> [Work order 1]
From the article on BYOD and compliance, copy out the stretch from "Technology diversity multiplies" through "indeed be done." word for word.
> [Work order 2]
In the article on BYOD and compliance, who did the recent research involve working with?

Segment Start: Exercise text

While the Consumerisation of IT marches on, in its footsteps lurks the spectre of unknown risk. We live in a world of zero-sum games of litigation where suffocating regulations are the norm, and failure to comply can draw millions in fines and lawsuits.
Technology diversity multiplies the challenge of maintaining compliance — it’s no wonder so many IT shops take a one-size-fits-all approach to workforce computing and forbid bring-your-own-device (BYOD). But it doesn't have to be this way. It’s possible to craft an approach that brilliantly achieves the conflicting goals of embracing BYOD and Consumerisation while slashing the risks and costs at the same time. Our recent research on the topic comes from working with lawyers and auditors who specialize in technology law and compliance reveals that it can indeed be done.
You still have to act but the cure is often worse than the disease
The technology attorneys we interviewed for this research agree — once you learn that BYOD is happening in your organization, you have a legal obligation to do something about it, whether you have established industry guidance to draw on or not. The answer is seemingly simple: Take action to stamp out the risk. However, the answer isn't that straightforward because:
The more restrictions you put in place, the more incentive people will have to work around them and the more sophisticated and clandestine their efforts will be.

Segment End: Exercise text
Segment Start: Provided information

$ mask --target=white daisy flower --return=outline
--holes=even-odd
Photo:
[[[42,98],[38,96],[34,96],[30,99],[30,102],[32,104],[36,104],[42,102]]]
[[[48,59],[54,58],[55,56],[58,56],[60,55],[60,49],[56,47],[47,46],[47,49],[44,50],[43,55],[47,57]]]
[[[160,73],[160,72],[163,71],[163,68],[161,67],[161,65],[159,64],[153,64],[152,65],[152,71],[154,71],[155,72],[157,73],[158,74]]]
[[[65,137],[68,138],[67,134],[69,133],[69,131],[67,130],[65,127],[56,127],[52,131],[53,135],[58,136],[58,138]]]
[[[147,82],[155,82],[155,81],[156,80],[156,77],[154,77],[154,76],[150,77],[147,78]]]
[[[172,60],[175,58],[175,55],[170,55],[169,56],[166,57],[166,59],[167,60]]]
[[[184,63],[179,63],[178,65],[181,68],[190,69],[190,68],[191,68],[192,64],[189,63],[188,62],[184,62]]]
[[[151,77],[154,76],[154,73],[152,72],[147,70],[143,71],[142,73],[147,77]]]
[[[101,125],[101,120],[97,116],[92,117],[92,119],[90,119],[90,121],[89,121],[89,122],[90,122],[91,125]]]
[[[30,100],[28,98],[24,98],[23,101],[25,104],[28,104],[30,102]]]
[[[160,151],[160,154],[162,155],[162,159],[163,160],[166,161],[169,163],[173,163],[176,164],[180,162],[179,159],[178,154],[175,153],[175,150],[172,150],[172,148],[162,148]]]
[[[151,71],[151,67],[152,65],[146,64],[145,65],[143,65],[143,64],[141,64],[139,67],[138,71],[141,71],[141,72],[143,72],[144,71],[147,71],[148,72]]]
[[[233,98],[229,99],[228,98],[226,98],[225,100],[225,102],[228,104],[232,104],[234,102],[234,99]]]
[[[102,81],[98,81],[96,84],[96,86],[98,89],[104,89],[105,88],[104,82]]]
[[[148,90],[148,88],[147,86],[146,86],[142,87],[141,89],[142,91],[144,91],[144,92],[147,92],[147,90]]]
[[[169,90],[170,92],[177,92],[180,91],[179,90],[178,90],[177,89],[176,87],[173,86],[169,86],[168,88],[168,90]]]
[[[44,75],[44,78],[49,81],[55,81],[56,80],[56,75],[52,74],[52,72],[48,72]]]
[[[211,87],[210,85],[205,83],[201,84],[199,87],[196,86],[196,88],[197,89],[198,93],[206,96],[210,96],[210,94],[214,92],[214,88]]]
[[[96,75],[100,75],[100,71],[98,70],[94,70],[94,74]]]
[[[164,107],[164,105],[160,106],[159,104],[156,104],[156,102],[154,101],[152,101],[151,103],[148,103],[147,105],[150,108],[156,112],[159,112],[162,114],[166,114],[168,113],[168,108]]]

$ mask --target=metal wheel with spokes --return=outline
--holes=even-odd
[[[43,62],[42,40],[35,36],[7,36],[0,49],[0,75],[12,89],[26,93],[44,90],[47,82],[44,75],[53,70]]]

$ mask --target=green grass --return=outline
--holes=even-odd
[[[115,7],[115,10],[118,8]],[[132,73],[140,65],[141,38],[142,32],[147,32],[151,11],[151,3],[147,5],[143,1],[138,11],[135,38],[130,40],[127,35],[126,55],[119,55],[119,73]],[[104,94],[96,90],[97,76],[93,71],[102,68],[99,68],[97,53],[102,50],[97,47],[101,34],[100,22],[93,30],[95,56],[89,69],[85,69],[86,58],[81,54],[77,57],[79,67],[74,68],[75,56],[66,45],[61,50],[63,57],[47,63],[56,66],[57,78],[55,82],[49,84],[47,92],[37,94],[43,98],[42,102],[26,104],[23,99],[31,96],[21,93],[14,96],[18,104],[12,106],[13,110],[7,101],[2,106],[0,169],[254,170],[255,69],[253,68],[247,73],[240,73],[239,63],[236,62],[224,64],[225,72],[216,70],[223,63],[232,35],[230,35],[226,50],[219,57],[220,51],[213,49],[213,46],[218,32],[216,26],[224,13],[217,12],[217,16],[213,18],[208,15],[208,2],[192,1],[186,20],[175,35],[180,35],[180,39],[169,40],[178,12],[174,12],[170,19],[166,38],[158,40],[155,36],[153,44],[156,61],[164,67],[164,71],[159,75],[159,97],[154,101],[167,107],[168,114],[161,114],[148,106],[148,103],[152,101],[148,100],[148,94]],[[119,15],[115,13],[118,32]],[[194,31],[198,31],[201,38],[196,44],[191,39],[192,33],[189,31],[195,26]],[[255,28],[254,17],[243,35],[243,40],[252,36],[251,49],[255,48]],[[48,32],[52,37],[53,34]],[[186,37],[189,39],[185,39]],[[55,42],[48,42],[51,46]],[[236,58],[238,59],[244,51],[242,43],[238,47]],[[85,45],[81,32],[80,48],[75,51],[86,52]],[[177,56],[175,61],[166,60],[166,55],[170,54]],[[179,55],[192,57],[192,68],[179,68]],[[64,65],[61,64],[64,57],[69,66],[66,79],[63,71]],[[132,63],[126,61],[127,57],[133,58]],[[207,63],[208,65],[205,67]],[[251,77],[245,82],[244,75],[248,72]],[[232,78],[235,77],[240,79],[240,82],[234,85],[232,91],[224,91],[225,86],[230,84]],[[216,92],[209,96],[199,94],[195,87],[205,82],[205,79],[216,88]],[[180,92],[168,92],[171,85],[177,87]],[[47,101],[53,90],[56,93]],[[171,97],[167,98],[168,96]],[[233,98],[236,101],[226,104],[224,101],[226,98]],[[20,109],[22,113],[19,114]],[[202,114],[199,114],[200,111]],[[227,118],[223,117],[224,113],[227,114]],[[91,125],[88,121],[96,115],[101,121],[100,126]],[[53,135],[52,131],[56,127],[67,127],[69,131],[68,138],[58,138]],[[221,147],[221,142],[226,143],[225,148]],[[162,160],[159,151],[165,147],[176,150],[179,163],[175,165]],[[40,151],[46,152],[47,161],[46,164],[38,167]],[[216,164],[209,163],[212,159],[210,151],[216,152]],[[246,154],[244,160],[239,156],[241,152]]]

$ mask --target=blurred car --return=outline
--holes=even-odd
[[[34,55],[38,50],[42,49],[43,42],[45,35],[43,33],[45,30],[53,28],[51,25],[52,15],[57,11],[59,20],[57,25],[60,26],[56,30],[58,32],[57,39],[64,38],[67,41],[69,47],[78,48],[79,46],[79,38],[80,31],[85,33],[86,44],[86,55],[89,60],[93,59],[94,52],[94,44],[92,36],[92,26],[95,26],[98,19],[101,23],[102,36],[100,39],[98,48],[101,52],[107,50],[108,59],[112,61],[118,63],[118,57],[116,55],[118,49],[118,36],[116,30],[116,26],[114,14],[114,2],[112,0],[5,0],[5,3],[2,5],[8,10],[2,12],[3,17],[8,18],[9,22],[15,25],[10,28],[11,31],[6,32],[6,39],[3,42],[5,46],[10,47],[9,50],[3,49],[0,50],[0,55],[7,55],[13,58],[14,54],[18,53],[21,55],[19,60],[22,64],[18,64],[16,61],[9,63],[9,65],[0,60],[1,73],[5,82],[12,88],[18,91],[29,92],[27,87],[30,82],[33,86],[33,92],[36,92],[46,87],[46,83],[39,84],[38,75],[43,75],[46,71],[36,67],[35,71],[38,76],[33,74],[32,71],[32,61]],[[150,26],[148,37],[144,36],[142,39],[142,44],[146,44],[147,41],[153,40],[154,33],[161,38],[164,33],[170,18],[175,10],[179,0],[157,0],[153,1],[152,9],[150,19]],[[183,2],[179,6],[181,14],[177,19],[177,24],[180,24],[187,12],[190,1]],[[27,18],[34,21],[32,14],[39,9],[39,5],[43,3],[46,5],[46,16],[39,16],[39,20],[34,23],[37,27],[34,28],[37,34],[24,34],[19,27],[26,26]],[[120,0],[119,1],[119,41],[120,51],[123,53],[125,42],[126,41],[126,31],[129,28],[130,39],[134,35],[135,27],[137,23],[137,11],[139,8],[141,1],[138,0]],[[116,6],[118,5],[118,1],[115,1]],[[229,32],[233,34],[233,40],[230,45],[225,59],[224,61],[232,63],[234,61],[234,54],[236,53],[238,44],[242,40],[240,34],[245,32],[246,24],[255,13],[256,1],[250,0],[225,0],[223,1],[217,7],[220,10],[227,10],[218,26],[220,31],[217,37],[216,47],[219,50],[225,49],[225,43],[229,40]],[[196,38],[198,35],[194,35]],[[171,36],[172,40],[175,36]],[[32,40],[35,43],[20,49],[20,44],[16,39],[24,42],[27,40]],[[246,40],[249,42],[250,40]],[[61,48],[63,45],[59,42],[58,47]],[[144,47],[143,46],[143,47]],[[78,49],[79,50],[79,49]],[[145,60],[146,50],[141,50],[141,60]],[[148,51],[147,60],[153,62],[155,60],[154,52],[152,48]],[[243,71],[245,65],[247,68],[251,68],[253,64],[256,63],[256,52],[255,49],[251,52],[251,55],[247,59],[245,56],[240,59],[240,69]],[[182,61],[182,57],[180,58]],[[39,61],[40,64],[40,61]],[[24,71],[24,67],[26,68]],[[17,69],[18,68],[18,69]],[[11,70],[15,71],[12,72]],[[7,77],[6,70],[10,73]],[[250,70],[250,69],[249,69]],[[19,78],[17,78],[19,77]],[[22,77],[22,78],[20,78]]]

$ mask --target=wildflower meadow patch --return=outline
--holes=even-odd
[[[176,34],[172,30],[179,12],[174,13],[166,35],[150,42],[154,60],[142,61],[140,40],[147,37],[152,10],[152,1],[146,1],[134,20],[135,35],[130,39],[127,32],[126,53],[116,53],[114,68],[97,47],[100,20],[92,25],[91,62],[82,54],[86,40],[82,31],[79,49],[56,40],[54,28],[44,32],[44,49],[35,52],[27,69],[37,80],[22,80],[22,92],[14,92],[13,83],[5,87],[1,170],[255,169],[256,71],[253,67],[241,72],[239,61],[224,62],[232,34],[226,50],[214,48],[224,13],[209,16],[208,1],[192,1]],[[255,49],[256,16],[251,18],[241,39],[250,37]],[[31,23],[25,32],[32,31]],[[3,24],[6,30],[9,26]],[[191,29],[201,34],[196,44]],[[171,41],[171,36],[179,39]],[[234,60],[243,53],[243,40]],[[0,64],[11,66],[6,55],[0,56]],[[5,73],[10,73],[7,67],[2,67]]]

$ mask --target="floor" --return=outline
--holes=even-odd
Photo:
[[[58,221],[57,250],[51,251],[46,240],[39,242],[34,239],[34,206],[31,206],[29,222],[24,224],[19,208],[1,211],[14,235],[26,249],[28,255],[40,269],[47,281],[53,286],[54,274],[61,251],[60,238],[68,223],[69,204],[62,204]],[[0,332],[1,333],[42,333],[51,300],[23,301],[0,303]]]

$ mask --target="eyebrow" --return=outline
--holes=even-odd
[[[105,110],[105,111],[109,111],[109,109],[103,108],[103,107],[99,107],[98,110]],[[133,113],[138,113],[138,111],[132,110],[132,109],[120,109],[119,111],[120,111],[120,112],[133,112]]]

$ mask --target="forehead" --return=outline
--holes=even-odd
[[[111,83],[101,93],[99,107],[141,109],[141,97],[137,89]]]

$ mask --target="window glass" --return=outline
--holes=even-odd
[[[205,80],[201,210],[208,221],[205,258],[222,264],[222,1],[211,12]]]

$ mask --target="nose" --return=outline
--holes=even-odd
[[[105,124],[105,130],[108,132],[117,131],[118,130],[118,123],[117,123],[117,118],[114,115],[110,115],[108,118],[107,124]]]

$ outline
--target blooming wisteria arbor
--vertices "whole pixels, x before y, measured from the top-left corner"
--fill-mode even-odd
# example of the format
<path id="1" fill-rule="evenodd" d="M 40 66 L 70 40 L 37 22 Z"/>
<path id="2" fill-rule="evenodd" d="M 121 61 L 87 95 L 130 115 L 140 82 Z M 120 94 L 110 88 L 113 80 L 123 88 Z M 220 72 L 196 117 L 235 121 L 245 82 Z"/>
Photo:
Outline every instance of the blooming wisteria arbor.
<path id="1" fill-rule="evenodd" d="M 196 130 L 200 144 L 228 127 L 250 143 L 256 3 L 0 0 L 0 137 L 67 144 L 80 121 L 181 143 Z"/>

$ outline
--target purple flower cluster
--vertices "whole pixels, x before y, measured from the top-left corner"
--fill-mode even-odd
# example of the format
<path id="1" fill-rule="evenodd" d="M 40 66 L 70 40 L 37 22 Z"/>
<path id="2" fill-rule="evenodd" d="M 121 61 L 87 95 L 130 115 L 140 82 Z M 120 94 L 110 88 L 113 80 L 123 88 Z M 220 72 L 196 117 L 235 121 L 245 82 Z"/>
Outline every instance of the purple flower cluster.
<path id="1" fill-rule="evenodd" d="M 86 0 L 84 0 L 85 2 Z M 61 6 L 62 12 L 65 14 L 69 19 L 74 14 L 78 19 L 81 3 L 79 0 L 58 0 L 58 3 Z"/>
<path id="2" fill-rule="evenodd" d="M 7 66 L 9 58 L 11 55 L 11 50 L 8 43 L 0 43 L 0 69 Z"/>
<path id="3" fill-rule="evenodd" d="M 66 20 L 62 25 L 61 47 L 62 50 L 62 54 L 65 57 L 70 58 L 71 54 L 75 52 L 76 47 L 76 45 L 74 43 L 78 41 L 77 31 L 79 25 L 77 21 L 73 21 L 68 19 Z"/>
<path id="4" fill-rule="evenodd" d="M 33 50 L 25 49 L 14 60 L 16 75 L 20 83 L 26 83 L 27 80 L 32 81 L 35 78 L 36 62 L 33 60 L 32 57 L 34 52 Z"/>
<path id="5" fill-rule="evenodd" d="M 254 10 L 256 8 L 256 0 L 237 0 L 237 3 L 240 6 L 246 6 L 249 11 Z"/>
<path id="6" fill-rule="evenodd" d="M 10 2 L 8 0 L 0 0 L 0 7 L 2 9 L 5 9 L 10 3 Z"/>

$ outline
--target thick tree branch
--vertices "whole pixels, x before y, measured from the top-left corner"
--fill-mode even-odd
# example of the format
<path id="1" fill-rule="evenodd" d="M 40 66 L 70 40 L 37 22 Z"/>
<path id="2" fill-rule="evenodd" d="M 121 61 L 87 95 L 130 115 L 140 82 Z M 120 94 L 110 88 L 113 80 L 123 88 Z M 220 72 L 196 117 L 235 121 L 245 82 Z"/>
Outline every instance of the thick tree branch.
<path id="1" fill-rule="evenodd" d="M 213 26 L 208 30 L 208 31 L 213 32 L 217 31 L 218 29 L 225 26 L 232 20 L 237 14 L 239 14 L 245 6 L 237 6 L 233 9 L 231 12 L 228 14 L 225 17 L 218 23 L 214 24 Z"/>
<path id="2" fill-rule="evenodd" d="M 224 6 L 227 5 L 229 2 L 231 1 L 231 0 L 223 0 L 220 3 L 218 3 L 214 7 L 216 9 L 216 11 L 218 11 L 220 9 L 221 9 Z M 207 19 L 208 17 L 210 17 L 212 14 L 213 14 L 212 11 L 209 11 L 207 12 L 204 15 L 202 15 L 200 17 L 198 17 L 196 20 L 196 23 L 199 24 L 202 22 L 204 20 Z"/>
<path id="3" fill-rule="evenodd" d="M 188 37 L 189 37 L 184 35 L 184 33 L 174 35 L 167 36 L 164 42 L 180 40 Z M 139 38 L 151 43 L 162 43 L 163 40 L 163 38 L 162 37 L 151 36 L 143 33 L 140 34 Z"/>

Segment End: Provided information

> [Task solution 1]
Technology diversity multiplies the challenge of maintaining compliance — it’s no wonder so many IT shops take a one-size-fits-all approach to workforce computing and forbid bring-your-own-device (BYOD). But it doesn't have to be this way. It’s possible to craft an approach that brilliantly achieves the conflicting goals of embracing BYOD and Consumerisation while slashing the risks and costs at the same time. Our recent research on the topic comes from working with lawyers and auditors who specialize in technology law and compliance reveals that it can indeed be done.

> [Task solution 2]
Lawyers and auditors who specialize in technology law and compliance.